_TASK STATEMENT_
Retype all of the data without changing a single word.

_EXERCISE INPUTS_

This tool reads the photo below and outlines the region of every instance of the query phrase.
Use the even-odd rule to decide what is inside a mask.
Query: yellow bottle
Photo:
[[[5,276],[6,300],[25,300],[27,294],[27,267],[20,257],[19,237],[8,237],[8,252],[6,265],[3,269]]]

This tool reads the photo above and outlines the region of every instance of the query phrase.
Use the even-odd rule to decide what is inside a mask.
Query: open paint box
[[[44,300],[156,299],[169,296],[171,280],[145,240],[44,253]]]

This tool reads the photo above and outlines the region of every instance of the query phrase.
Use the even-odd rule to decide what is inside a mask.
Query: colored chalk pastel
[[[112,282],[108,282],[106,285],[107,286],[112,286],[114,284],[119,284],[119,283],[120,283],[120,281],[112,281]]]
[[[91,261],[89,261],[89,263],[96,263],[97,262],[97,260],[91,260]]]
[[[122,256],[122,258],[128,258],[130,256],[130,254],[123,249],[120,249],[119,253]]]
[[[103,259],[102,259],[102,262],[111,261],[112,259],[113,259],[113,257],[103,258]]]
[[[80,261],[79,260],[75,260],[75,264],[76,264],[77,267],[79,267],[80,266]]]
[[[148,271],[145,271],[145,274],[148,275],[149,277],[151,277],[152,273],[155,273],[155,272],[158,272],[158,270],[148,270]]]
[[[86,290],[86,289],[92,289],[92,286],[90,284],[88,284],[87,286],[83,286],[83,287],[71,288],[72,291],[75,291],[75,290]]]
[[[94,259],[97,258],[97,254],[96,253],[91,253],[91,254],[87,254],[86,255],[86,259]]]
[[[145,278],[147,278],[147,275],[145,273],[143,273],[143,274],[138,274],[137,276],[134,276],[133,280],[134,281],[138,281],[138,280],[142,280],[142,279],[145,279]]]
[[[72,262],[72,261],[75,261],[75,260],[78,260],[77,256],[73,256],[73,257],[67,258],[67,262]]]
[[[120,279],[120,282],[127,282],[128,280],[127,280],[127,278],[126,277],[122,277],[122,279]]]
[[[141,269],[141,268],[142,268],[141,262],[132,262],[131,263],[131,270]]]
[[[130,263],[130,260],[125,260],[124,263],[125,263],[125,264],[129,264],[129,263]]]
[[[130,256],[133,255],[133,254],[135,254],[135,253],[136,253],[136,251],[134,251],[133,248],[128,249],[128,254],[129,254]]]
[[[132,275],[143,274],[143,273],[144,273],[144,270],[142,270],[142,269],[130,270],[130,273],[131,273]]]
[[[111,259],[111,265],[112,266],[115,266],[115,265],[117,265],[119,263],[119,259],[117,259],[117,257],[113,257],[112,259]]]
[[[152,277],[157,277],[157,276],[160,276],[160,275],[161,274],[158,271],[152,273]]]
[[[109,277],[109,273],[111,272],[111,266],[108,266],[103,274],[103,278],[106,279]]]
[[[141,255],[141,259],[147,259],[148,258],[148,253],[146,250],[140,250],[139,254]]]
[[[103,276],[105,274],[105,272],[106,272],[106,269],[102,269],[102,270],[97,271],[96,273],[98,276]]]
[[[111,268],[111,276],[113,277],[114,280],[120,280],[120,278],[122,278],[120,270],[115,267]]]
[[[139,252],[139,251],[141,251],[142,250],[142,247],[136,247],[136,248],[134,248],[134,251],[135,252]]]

_SOLUTION FOR THIS PROBLEM_
This tool reads the photo below and outlines the region of every instance of the query phrase.
Use the even-odd rule to decide what is inside a mask.
Query: yellow bottle
Photo:
[[[5,276],[6,300],[25,300],[27,294],[27,267],[20,257],[19,237],[8,237],[8,252],[6,265],[3,269]]]

This tool reads the photo above and outlines the region of every instance of the query phrase.
Use the even-odd rule to decide what is inside a mask.
Query: open paint box
[[[44,300],[156,299],[169,296],[171,280],[145,240],[44,253]]]

This tool reads the photo above and outlines the region of every instance of the query phrase.
Use the even-odd rule to decide what is inside a mask.
Query: colored chalk pastel
[[[112,282],[108,282],[106,285],[107,286],[112,286],[114,284],[119,284],[119,283],[120,283],[120,281],[112,281]]]
[[[91,261],[89,261],[89,263],[96,263],[97,262],[97,260],[91,260]]]
[[[122,256],[122,258],[128,258],[130,256],[130,254],[123,249],[120,249],[119,253]]]
[[[103,259],[102,259],[102,262],[111,261],[112,259],[113,259],[113,257],[103,258]]]
[[[80,261],[79,260],[75,260],[75,264],[76,264],[77,267],[79,267],[80,266]]]
[[[148,271],[145,271],[145,274],[148,275],[149,277],[151,277],[152,273],[155,273],[155,272],[158,272],[158,270],[148,270]]]
[[[86,290],[86,289],[92,289],[92,286],[90,284],[88,284],[87,286],[83,286],[83,287],[71,288],[72,291],[75,291],[75,290]]]
[[[94,259],[97,258],[97,254],[96,253],[91,253],[91,254],[87,254],[86,255],[86,259]]]
[[[145,278],[147,278],[147,275],[145,273],[143,273],[143,274],[138,274],[137,276],[134,276],[133,280],[134,281],[138,281],[138,280],[142,280],[142,279],[145,279]]]
[[[72,262],[72,261],[75,261],[75,260],[78,260],[77,256],[73,256],[73,257],[67,258],[67,262]]]
[[[120,279],[120,282],[127,282],[128,280],[127,280],[127,278],[126,277],[122,277],[122,279]]]
[[[141,269],[141,268],[142,268],[141,262],[132,262],[131,263],[131,270]]]
[[[130,263],[130,260],[125,260],[124,263],[125,263],[125,264],[129,264],[129,263]]]
[[[130,256],[133,255],[133,254],[135,254],[135,253],[136,253],[136,251],[134,251],[133,248],[128,249],[128,254],[129,254]]]
[[[132,275],[143,274],[143,273],[144,273],[144,270],[142,270],[142,269],[130,270],[130,273],[131,273]]]
[[[111,259],[111,265],[112,266],[115,266],[115,265],[117,265],[119,263],[119,259],[117,259],[117,257],[113,257],[112,259]]]
[[[152,277],[157,277],[157,276],[160,276],[160,275],[161,274],[158,271],[152,273]]]
[[[109,277],[109,273],[111,272],[111,266],[108,266],[103,274],[103,278],[106,279]]]
[[[141,255],[141,259],[147,259],[148,258],[148,253],[146,250],[140,250],[139,254]]]
[[[103,276],[105,274],[105,272],[106,272],[106,269],[102,269],[102,270],[97,271],[96,273],[98,276]]]
[[[111,268],[111,276],[113,277],[114,280],[120,280],[120,278],[122,278],[120,270],[115,267]]]
[[[139,252],[139,251],[141,251],[142,250],[142,247],[136,247],[136,248],[134,248],[134,251],[135,252]]]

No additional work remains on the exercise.